**Set problem**. Please print the listing below word for word, starting at the line that contains "Where can you spot the distant" and stopping after its final line.

— START —

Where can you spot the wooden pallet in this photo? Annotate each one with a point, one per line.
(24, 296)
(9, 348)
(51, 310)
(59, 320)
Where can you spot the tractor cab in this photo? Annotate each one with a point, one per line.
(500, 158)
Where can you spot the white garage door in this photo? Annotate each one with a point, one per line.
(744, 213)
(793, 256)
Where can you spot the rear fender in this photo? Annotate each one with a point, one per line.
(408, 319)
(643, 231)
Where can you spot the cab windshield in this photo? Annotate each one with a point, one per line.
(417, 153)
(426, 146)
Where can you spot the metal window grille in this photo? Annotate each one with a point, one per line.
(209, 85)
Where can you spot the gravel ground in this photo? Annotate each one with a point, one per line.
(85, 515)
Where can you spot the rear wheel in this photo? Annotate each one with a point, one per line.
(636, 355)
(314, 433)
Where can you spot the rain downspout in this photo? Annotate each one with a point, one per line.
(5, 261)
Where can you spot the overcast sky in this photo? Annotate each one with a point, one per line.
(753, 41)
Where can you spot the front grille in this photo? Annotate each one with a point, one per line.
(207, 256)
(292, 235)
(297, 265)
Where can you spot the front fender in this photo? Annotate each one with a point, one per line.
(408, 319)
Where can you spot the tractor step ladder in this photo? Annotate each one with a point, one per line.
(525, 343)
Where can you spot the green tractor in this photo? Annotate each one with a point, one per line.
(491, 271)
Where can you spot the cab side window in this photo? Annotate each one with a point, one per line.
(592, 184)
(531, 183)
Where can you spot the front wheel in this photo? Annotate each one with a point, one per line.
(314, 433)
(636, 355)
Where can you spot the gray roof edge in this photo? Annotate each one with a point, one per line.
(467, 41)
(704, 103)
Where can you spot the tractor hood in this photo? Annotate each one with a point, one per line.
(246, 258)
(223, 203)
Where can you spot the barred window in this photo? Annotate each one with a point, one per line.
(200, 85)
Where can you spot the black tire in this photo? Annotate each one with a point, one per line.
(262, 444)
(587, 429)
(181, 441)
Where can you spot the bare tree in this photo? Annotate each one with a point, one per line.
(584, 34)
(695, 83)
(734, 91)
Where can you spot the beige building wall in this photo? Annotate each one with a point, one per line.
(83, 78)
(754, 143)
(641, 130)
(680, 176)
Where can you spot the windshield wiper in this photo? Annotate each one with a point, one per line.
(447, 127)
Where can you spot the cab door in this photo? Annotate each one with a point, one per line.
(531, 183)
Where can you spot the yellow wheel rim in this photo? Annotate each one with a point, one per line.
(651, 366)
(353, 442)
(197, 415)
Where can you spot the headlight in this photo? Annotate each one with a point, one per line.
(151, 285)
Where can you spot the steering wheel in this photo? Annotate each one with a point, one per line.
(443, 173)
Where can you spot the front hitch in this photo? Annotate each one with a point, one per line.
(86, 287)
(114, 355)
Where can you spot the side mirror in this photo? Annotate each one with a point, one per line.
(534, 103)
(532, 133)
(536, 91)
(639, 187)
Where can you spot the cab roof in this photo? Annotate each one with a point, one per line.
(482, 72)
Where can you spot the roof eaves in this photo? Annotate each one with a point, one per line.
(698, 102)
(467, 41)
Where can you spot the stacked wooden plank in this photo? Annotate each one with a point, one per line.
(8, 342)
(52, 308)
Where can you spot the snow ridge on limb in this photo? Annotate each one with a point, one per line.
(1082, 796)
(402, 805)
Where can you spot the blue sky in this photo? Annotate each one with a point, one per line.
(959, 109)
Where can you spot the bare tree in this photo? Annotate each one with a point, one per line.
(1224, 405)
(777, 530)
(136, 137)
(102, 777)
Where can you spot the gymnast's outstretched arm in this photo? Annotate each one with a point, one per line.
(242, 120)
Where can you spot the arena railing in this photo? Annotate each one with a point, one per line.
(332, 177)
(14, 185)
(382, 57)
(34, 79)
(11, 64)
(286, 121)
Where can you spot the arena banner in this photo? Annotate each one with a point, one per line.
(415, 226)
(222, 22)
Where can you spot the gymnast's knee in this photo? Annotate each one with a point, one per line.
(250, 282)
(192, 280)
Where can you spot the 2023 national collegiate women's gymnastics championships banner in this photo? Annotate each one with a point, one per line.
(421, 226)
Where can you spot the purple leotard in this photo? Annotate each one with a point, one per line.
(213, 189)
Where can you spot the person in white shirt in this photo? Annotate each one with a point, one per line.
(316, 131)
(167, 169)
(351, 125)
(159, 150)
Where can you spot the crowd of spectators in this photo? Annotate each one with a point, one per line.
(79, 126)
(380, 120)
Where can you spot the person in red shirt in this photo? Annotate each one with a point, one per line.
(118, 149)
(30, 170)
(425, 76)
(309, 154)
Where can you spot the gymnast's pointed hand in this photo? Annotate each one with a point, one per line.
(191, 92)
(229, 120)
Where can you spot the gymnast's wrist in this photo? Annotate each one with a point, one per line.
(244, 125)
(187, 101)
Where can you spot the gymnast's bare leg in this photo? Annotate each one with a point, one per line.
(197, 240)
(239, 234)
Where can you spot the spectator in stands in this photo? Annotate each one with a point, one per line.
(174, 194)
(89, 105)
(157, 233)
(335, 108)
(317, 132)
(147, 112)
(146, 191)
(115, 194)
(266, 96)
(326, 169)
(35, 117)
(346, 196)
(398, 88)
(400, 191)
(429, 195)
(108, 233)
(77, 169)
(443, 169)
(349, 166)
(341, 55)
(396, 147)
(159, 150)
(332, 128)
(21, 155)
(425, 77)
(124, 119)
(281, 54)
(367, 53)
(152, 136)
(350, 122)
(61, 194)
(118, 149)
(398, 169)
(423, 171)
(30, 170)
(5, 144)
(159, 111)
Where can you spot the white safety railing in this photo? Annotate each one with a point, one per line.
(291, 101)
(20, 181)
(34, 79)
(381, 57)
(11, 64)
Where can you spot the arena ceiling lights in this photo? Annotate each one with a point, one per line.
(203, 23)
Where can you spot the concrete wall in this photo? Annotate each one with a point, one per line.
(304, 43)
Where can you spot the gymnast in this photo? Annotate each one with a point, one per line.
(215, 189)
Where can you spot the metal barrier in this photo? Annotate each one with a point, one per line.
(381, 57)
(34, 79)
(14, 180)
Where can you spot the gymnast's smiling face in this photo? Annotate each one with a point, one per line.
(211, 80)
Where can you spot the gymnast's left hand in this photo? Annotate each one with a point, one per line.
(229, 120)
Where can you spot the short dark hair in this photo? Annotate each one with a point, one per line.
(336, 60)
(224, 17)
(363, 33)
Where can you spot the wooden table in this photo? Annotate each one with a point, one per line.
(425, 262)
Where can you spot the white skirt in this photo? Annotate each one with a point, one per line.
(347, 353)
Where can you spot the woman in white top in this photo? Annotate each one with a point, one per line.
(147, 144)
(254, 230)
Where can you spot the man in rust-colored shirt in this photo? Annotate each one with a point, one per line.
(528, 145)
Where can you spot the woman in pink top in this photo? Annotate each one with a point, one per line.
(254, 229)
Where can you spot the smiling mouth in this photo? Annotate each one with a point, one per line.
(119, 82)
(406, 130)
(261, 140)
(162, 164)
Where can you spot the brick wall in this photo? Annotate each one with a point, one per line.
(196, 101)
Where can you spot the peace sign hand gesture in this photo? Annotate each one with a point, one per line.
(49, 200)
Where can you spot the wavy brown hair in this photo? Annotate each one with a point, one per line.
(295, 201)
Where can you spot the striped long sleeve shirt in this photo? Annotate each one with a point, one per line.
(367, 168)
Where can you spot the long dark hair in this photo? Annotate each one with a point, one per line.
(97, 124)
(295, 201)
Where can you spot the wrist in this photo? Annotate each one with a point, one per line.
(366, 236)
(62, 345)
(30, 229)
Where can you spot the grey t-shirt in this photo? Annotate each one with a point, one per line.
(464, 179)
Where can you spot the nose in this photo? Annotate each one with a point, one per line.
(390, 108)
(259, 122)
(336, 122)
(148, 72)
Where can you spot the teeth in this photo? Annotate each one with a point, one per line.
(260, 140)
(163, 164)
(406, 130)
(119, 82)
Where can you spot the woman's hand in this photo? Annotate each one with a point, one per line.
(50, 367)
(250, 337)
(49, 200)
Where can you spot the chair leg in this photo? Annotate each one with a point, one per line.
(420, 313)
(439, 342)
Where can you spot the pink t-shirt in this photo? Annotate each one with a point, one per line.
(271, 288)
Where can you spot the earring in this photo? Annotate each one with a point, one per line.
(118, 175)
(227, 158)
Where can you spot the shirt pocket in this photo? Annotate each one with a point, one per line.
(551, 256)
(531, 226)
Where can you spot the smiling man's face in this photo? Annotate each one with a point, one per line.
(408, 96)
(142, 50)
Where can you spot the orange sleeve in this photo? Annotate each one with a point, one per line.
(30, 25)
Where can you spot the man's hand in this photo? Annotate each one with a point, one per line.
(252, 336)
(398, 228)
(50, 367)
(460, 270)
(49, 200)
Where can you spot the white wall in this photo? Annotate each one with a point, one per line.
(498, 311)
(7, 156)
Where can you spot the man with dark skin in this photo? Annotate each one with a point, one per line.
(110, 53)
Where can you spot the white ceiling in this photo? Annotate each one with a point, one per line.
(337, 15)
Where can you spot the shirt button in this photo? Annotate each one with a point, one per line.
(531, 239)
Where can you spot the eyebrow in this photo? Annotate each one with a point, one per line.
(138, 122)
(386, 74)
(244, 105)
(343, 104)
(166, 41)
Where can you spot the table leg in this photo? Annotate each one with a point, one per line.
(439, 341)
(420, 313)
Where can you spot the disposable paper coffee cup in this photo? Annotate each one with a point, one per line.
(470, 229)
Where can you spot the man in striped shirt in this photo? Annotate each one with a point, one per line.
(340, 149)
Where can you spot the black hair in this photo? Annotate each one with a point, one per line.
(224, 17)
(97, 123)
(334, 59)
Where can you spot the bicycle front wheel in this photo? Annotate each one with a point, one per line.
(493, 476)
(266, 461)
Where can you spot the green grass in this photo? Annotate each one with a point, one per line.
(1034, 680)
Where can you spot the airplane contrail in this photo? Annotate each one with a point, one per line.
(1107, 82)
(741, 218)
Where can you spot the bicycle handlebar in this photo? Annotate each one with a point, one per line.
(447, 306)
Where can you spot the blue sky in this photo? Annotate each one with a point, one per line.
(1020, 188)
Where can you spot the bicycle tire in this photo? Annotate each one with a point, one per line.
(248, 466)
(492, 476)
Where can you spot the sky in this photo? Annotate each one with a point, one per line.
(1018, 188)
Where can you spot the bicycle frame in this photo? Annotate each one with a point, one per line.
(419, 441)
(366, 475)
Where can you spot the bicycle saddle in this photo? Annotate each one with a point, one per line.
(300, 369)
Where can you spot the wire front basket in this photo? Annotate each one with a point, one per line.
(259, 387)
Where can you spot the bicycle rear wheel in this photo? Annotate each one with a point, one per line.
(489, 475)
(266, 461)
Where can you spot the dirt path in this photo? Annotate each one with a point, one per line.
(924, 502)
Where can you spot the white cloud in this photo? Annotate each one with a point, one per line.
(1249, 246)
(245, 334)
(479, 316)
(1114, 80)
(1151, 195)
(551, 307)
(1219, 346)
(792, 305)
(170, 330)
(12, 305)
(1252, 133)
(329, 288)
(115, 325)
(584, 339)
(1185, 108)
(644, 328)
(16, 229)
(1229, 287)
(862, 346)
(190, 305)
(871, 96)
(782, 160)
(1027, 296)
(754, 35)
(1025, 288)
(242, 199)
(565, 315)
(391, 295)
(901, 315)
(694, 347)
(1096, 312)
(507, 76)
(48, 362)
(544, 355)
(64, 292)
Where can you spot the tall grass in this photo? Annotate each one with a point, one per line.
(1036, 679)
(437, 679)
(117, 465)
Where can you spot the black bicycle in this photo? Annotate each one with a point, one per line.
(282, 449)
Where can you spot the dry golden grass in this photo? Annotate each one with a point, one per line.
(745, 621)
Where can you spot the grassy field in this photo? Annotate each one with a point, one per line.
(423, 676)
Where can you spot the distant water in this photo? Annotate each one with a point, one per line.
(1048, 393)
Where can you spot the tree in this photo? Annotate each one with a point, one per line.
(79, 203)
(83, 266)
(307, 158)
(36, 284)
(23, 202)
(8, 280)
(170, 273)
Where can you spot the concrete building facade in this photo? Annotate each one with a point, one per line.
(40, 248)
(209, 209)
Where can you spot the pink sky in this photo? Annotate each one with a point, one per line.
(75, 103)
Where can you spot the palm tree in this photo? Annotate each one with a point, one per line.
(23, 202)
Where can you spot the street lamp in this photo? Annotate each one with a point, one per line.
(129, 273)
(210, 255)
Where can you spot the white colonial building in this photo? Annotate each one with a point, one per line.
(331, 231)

— END —

**Response below**.
Where can you spot the distant water in this photo? Annotate each one with a point, one per line.
(1048, 393)
Where can you spot the tree in this photo? Annotate each one with a point, one per line.
(79, 203)
(83, 266)
(307, 158)
(36, 284)
(23, 202)
(8, 280)
(170, 273)
Where can you spot the concrete building facade in this photo? Annotate each one with a point, one per line.
(40, 248)
(209, 209)
Where can you spot the pink sky in this photo? Annotate each one with a point, one per line.
(75, 103)
Where can you spot the palm tree in this photo? Annotate each one with a point, one per line.
(23, 202)
Where can you spot the street lamp in this photo? Annotate each one with a point, one per line.
(129, 273)
(210, 255)
Where can you spot the white colonial building in this photo? Annotate each one with a point, one per line.
(331, 231)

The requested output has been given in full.